--- TASK DIRECTIONS ---
Could you continue the mailing-list reply about closed connections under high load, starting right after its last sentence?

Re: closed connection under high load

From: Mkrtchyan, Tigran <tigran.mkrtchyan_at_desy.de>
Date: Wed, 12 Mar 2014 09:17:07 +0100 (CET)

----- Original Message -----
> From: "Oleksiy Stashok" <oleksiy.stashok_at_oracle.com>
> To: dev_at_grizzly.java.net
> Sent: Wednesday, March 12, 2014 1:40:20 AM
> Subject: Re: closed connection under high load
>
> Hi Tigran,
>
> the only explanation I have is that underlying Socket output buffer is
> overloaded, so Grizzly waits for a signal from OS that Socket is ready
> to accept another chunk of output data.
> Looks like you're hitting some OS/Hardware limits.
>
> By making writes blocking IMHO you limit the number of clients you
> process simultaneously, so it looks like the error is gone, but in
> reality you just handle less clients than with non-blocking,

Hi Alexey,

I will keep looking for to source of the problem.

--- STORED ROWS ---
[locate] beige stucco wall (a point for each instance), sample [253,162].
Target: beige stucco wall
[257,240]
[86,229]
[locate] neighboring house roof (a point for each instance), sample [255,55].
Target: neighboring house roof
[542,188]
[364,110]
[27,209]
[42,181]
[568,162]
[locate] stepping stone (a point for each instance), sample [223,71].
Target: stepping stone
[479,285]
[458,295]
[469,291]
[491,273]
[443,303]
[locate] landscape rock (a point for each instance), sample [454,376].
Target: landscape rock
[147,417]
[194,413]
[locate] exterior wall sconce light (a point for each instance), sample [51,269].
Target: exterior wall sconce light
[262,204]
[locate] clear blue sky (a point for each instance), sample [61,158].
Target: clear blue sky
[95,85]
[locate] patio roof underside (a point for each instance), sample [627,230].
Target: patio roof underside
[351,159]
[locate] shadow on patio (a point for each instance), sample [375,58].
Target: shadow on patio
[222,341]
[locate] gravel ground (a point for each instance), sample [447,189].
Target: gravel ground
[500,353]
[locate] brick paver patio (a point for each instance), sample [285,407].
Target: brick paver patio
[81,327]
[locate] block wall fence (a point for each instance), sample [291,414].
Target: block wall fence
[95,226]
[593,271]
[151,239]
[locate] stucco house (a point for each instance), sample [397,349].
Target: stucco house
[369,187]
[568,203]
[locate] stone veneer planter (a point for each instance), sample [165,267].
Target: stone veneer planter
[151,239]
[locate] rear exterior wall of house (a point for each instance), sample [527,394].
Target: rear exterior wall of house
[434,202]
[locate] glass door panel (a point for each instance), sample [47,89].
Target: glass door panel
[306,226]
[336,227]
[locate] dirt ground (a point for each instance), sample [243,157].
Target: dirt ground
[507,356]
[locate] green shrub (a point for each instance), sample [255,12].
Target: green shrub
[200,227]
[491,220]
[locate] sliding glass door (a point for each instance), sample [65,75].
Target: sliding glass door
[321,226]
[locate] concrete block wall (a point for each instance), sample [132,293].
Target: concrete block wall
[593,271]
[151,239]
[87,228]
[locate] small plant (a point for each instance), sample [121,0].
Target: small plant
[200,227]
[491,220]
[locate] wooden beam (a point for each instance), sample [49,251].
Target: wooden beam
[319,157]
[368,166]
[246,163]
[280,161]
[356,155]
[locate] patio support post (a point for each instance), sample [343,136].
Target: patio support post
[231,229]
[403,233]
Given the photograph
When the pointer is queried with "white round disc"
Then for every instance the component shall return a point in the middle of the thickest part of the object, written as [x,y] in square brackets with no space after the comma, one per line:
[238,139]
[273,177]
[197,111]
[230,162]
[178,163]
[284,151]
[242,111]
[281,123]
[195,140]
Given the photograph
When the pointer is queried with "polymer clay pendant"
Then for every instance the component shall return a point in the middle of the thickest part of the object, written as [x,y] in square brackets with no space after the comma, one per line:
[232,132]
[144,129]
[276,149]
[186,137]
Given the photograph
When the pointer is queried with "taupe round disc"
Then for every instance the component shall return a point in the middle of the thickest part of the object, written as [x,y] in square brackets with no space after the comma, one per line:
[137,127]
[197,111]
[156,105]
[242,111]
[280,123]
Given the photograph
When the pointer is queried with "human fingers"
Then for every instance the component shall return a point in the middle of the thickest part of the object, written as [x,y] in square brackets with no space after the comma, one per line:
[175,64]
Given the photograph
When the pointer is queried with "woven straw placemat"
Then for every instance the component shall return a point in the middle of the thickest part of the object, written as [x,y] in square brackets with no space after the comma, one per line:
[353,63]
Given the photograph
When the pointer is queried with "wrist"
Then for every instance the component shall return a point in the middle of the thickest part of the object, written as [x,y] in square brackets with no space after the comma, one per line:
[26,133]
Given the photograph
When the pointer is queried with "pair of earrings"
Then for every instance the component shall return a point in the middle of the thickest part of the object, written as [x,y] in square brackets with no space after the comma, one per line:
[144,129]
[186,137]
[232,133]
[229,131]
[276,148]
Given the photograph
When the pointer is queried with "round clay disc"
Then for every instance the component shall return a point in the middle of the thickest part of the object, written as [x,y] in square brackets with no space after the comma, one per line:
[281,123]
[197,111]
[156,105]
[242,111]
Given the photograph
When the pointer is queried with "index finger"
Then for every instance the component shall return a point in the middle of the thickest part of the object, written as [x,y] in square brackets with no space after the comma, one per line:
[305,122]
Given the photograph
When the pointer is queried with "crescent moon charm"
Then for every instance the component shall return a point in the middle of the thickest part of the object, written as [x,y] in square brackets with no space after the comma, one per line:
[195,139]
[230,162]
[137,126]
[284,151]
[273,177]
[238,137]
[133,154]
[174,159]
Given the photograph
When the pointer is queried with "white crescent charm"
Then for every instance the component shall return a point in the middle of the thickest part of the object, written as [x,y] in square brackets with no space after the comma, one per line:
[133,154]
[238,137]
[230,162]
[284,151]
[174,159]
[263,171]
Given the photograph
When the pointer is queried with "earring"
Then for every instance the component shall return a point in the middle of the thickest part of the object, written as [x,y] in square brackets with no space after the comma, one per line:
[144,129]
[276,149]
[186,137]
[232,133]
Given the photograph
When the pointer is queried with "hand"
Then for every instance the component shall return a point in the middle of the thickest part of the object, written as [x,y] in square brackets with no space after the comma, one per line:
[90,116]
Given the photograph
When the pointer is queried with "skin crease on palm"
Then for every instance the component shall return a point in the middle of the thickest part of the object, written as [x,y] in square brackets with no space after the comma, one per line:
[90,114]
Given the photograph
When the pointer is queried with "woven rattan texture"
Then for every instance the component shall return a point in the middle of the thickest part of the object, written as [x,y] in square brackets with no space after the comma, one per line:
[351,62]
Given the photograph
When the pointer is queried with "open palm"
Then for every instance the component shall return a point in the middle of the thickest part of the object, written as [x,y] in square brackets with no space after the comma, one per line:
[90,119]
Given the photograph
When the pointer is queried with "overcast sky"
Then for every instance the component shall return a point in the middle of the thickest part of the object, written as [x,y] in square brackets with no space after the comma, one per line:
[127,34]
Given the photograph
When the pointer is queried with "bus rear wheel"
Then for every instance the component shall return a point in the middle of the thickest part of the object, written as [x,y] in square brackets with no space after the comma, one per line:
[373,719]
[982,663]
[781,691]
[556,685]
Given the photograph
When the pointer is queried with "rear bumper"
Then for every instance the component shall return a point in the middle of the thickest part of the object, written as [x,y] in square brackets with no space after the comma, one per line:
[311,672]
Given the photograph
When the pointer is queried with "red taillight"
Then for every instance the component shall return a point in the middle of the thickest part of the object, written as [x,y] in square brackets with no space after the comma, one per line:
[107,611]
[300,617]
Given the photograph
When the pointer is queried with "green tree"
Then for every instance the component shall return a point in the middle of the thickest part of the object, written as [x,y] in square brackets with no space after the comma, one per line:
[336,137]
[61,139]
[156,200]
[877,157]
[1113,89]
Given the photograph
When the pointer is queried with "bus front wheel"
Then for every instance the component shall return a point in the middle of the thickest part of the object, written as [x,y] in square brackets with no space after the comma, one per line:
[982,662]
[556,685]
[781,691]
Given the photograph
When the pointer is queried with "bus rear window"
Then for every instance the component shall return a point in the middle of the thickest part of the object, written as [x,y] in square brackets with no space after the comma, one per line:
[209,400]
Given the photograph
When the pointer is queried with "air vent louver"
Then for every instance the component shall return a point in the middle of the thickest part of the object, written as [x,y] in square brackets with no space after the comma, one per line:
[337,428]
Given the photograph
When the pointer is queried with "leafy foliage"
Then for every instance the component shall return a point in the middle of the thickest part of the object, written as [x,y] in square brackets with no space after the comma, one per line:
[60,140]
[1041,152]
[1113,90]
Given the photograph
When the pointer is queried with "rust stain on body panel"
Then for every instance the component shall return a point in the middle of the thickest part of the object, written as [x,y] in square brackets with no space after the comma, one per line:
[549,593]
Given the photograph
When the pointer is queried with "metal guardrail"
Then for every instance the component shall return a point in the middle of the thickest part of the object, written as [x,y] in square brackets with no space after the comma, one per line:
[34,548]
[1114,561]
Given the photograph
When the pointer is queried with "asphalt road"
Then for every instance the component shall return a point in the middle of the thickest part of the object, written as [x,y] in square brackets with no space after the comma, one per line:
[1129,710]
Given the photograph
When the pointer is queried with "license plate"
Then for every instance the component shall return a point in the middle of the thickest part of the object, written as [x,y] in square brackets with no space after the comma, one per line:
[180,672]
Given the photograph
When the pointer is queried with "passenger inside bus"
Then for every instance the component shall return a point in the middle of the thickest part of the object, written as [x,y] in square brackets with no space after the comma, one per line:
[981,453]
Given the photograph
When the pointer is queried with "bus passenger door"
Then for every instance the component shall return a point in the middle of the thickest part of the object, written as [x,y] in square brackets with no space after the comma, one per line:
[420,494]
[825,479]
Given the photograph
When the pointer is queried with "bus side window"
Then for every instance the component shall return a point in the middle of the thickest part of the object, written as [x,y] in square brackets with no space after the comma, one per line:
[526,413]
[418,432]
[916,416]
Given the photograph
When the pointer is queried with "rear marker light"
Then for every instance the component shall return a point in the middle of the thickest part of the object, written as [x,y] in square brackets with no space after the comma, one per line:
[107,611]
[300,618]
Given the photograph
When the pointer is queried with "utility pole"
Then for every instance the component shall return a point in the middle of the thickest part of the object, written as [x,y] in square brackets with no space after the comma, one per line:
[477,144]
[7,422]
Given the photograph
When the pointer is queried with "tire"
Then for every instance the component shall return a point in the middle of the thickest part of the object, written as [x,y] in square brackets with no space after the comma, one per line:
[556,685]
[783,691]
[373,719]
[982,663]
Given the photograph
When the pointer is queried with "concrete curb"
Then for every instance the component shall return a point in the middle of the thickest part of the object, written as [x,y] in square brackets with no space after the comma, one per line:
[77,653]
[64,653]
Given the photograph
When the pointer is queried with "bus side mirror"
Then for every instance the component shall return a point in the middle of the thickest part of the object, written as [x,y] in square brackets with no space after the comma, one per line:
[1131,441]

--- EXPECTED OUTPUT ---
>
> What's the CPU load you observe?

The CPU load is ~0.4. There are 24 cores and only 2 of them
get some load, one 14% (selector loop?) and an other one ~5%.

This is with 6 selector threads and 48 worker threads. The number of
clients 32. I get 120 MB/s, which is the network limit.

BTW, I believe, you need to apply the patch, which fixes selector runners count.

Thanks,
Tigran.

>
> Thanks.
>
> WBR,
> Alexey.
>
> On 11.03.14 08:00, Mkrtchyan, Tigran wrote:
> > It looks like reply is stored in async write queue.
> > This is what I can see from logging of my requets:
> >
> > [root_at_dcache-lab002 ~]# grep 0xda61ff90
> > /var/log/dcache/dcache-lab002Domain.log
> > 11 Mar 2014 15:25:16 (dcache-lab002-A) processing RPC message:
> > xid=0xda61ff90 remote=/131.169.161.125:847
> > 11 Mar 2014 15:25:16 (dcache-lab002-A) dispatching message 0xda61ff90
> > 11 Mar 2014 15:25:16 (dcache-lab002-A) ready to reply Done message
> > 0xda61ff90
> > 11 Mar 2014 15:25:16 (dcache-lab002-A) dispatching Done message 0xda61ff90
> >
> > this is the point after FilterChainContext#write
> >
> > 11 Mar 2014 15:25:23 (dcache-lab002-A) Failed to send RPC message:
> > xid=0xda61ff90 remote=/131.169.161.125:847 : Connection closed
> >
> > and this is the point where CompletionHandler#failed is called
> >
> > The request was 7 sec in the queue.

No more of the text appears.